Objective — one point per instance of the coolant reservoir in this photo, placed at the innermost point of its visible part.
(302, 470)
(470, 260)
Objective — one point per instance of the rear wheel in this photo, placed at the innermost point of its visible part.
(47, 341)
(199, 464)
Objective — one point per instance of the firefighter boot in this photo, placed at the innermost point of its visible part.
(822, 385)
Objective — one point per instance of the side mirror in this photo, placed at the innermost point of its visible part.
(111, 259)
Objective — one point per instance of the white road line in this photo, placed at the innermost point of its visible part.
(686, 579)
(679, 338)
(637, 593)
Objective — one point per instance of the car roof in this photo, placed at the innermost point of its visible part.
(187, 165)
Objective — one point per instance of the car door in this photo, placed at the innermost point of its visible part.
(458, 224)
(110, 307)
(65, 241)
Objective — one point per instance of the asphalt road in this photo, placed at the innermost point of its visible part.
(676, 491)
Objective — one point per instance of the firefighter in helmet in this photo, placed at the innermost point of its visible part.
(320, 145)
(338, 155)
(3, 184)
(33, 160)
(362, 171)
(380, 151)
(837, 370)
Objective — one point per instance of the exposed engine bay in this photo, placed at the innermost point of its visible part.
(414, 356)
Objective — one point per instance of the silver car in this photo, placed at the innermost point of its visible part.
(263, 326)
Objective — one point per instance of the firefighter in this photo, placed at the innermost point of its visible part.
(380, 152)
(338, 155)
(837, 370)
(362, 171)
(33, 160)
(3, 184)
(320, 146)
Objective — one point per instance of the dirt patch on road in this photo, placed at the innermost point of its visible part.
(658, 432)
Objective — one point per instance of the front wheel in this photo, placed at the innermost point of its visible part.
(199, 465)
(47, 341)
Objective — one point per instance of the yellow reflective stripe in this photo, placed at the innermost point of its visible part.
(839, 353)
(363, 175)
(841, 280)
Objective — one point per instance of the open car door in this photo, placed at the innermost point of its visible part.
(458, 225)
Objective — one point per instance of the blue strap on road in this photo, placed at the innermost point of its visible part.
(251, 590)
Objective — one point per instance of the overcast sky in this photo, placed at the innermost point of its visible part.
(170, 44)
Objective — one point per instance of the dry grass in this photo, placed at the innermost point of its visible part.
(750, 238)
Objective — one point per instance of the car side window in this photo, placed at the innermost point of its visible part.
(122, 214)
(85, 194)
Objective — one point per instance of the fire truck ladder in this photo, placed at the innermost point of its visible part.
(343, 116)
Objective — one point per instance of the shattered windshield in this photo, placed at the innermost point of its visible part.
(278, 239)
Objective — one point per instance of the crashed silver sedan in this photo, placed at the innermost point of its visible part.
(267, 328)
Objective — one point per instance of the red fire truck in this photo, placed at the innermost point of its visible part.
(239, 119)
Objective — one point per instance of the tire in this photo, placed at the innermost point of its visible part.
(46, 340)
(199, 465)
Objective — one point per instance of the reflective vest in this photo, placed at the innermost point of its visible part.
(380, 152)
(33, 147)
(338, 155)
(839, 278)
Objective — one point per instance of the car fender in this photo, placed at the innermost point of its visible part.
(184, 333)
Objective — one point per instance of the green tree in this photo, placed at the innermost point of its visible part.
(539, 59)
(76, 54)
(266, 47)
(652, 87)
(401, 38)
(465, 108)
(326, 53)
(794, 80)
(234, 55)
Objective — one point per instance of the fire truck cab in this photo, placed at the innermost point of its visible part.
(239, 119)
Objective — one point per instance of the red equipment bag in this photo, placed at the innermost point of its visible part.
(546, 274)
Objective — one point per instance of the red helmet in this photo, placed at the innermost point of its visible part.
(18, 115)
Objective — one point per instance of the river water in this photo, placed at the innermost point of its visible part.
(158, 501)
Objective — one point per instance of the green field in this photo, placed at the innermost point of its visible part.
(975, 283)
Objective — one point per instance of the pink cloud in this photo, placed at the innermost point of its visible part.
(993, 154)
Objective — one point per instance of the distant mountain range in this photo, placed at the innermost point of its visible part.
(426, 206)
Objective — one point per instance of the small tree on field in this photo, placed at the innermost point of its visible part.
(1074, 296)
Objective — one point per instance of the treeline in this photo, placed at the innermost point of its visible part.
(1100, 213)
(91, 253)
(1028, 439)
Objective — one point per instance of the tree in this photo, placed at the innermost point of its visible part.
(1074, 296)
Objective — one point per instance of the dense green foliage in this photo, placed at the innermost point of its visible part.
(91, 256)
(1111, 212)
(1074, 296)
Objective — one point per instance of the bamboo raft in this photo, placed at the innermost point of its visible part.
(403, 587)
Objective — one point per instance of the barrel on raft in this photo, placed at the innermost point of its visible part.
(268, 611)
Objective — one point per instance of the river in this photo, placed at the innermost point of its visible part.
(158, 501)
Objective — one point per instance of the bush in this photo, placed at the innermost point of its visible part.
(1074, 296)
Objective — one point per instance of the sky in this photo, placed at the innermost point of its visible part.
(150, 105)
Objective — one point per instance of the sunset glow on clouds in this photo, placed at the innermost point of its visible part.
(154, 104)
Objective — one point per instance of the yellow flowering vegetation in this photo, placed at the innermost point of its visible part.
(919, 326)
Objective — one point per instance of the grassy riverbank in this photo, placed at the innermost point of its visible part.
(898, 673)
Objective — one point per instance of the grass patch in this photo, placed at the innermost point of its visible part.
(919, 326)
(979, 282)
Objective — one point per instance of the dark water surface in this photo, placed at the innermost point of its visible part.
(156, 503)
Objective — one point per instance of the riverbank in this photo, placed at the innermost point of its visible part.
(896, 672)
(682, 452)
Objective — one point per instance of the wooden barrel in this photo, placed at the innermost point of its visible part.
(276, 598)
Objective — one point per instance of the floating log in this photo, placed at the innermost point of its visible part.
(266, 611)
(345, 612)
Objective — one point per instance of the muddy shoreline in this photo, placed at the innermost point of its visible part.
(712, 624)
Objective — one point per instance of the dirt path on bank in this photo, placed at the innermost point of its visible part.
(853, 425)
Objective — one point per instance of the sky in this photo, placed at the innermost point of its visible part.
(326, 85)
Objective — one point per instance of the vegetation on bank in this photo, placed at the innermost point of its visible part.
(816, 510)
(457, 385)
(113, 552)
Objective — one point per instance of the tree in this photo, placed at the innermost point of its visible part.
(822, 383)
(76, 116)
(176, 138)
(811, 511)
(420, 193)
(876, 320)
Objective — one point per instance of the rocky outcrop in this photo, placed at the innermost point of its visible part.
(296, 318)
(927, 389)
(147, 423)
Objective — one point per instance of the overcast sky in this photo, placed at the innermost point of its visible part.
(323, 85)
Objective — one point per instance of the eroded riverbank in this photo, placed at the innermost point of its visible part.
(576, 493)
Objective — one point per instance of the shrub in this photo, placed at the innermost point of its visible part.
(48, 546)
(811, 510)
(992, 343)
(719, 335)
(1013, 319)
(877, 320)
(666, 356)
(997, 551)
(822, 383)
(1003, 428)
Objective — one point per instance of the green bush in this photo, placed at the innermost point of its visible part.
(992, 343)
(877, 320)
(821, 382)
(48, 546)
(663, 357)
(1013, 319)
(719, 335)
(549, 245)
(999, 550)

○ ○ ○ ○ ○

WHAT TO WORK ON: Give every entry back exactly as it was written above.

SOLUTION:
Objective — one point per instance of the coolant reservoir in this photo, placed at the innermost point of its visible part.
(302, 470)
(470, 260)
Objective — one point per instance of the rear wheel in this photo, placed at the innermost point of its visible part.
(47, 341)
(199, 464)
Objective — one point per instance of the firefighter boot in this photo, placed at the innermost point of its visible part.
(822, 385)
Objective — one point per instance of the side mirror in this photo, placed at the innermost point of its visible part.
(111, 259)
Objective — one point per instance of the white road line in this photo, placed at the innermost point of its visible part.
(686, 579)
(679, 338)
(637, 593)
Objective — one point per instance of the car roof in this photo, placed at the innermost point of its visible part.
(187, 165)
Objective — one point per instance of the car door in this photo, placed at the innermost point of its visible part.
(458, 224)
(110, 307)
(65, 241)
Objective — one point per instance of the asphalt road in this photo, placed at the innermost point of its visible part.
(676, 491)
Objective — one point per instance of the firefighter in helmet in this photo, placed at the innermost point of its visible part.
(320, 145)
(338, 155)
(3, 184)
(33, 160)
(362, 171)
(380, 151)
(837, 370)
Objective — one point per instance of the exposed engine bay in this photo, placed at the innermost point of its visible part.
(414, 356)
Objective — one point per instance of the silver car in this photo, placed at the innermost point of its visible part.
(263, 326)
Objective — one point per instance of the firefighter in this photo, placed at the innermost point of its visible part.
(380, 152)
(338, 155)
(837, 370)
(362, 171)
(33, 160)
(3, 184)
(320, 146)
Objective — one point per instance of the dirt patch on road in this photo, placed at the innermost point of its visible part.
(658, 432)
Objective — one point per instance of the front wheel in this photo, placed at the innermost point of its visible part.
(199, 465)
(47, 341)
Objective — one point per instance of the yellow reflective stripe in this photo, placed at the innermost point of its visible part.
(839, 353)
(363, 175)
(841, 280)
Objective — one point per instance of the open car door in this photo, placed at the innermost point of its visible part.
(458, 225)
Objective — one point per instance of the blue strap on road in this photo, placed at the innermost point of its visible part.
(251, 590)
Objective — one point per instance of the overcast sky in this photo, placed at the innermost point of its visible part.
(170, 44)
Objective — one point per instance of the dry grass in this photo, placed at the innermost point of its visible part.
(750, 238)
Objective — one point per instance of the car side window in this photo, placed at the innermost point of its visible part.
(122, 214)
(85, 194)
Objective — one point per instance of the fire truck ladder in this photo, placed at the innermost point of its visible part.
(343, 116)
Objective — one point per instance of the shattered windshield in this photo, placed at the innermost point of its visible part.
(278, 239)
Objective — one point per instance of the crashed silver sedan in this photo, placed at the innermost point of its visible part.
(267, 328)
Objective — one point per instance of the red fire truck in this photo, placed at the innermost point of its visible part.
(239, 119)
Objective — one point per instance of the tire in this photo, placed at the innermost point of its visible part.
(46, 340)
(199, 465)
Objective — one point per instance of the reflective vest in this photo, placed at the innermost point of its visible part.
(380, 152)
(33, 147)
(338, 155)
(839, 278)
Objective — one point per instance of the car fender in this photo, placed at the innermost point of its visible part.
(184, 333)
Objective — one point per instance of the green tree in this photo, placed at the innermost point of its visible part.
(539, 59)
(76, 54)
(266, 47)
(652, 87)
(401, 38)
(465, 108)
(326, 53)
(794, 80)
(234, 55)
Objective — one point per instance of the fire truck cab in this photo, placed at the innermost point of its visible part.
(239, 119)
Objective — one point per instance of the red equipment bag in this photo, placed at the innermost point of its visible part.
(546, 274)
Objective — one point per instance of the red helmet in this photo, placed at the innermost point of its visible part.
(18, 115)
Objective — one point per instance of the river water in this photo, placed at the innermost point of its visible part.
(158, 501)
Objective — one point per instance of the green field in this photo, placed at the innermost point of its visible part.
(975, 283)
Objective — one point per instance of the pink cloud in this photo, placed at the innermost point of its visible part.
(993, 154)
Objective — one point per instance of the distant mountain range in this photo, placed at the innermost point of its visible part.
(426, 206)
Objective — one point per instance of the small tree on field in this photo, placed at the innermost point of its visible part.
(1074, 296)
Objective — one point per instance of the treeline in this photo, placed at the innermost point of its visible part.
(1100, 213)
(91, 253)
(1028, 439)
Objective — one point per instance of the tree in this photo, placed at the innermost point of its visible part.
(1074, 296)
Objective — one point per instance of the dense green foliage in this photo, placed at the innermost point of its visible part.
(91, 256)
(1111, 212)
(1074, 296)
Objective — one point per instance of the bamboo raft in this photo, placed at the innermost point of its visible part.
(403, 587)
Objective — one point per instance of the barrel on raft in this photo, placed at the innermost point of its visible part.
(268, 611)
Objective — one point per instance of the river in this photo, placed at the innermost point of its visible part.
(158, 501)
Objective — one point per instance of the bush in this photo, placed at the innermost point of its visible part.
(1074, 296)
Objective — one point per instance of the sky in this photo, placed at the innermost point of its visible part.
(150, 105)
Objective — one point per instance of the sunset glow on clouds in this photo, placed at the innermost point of its visible part.
(154, 104)
Objective — one point per instance of the yellow flowering vegetation in this photo, placed at the innermost point of its visible part.
(919, 326)
Objective — one point per instance of the grassy riverbank in this photo, placed at the innermost point of its visible part.
(898, 673)
Objective — one point per instance of the grass patch in this photo, placed at the innermost point of its visible part.
(919, 326)
(979, 282)
Objective — one point per instance of the dark water surface in this photo, placed at the innermost point of its visible part.
(156, 503)
Objective — one point per instance of the riverbank in this photo, placed at the innermost point of its visible part.
(896, 672)
(682, 452)
Objective — one point per instance of the wooden barrel in this photo, placed at the innermost point of its visible part.
(276, 598)
Objective — one point per instance of the floating log in this photo, placed at the innermost point of its visible part.
(266, 611)
(345, 612)
Objective — one point per instance of the muddy shoreline in this photo, placed at the innermost point of its visible part.
(712, 624)
Objective — one point per instance of the dirt path on bank in this photo, placed at the innermost point of its visible part.
(853, 425)
Objective — one point per instance of the sky in this photo, placed at the innermost point of its visible part.
(326, 85)
Objective — one point per instance of the vegetation on bank in this photo, placed at the innermost point of its visible part.
(816, 510)
(457, 385)
(113, 552)
Objective — one point per instance of the tree in this photo, placed at the innermost point of its visible part.
(822, 383)
(76, 116)
(176, 138)
(811, 511)
(420, 193)
(876, 320)
Objective — one point per instance of the rocky outcrop in this photo, placed at the innermost point of its visible part.
(296, 318)
(927, 389)
(147, 423)
Objective — one point per instance of the overcast sky in this photo, placed at the innermost point of its visible part.
(323, 85)
Objective — one point per instance of the eroded riverbank in this photo, placed at the innermost point of its visible part.
(576, 493)
Objective — one point per instance of the shrub in this photo, placed at the innermost point of its visible part.
(48, 546)
(811, 510)
(992, 343)
(719, 335)
(1013, 319)
(877, 320)
(666, 356)
(997, 551)
(822, 383)
(1003, 428)
Objective — one point per instance of the green bush in this photo, placed at the innermost point of its visible part.
(992, 343)
(877, 320)
(821, 382)
(48, 546)
(663, 357)
(1013, 319)
(719, 335)
(549, 245)
(999, 550)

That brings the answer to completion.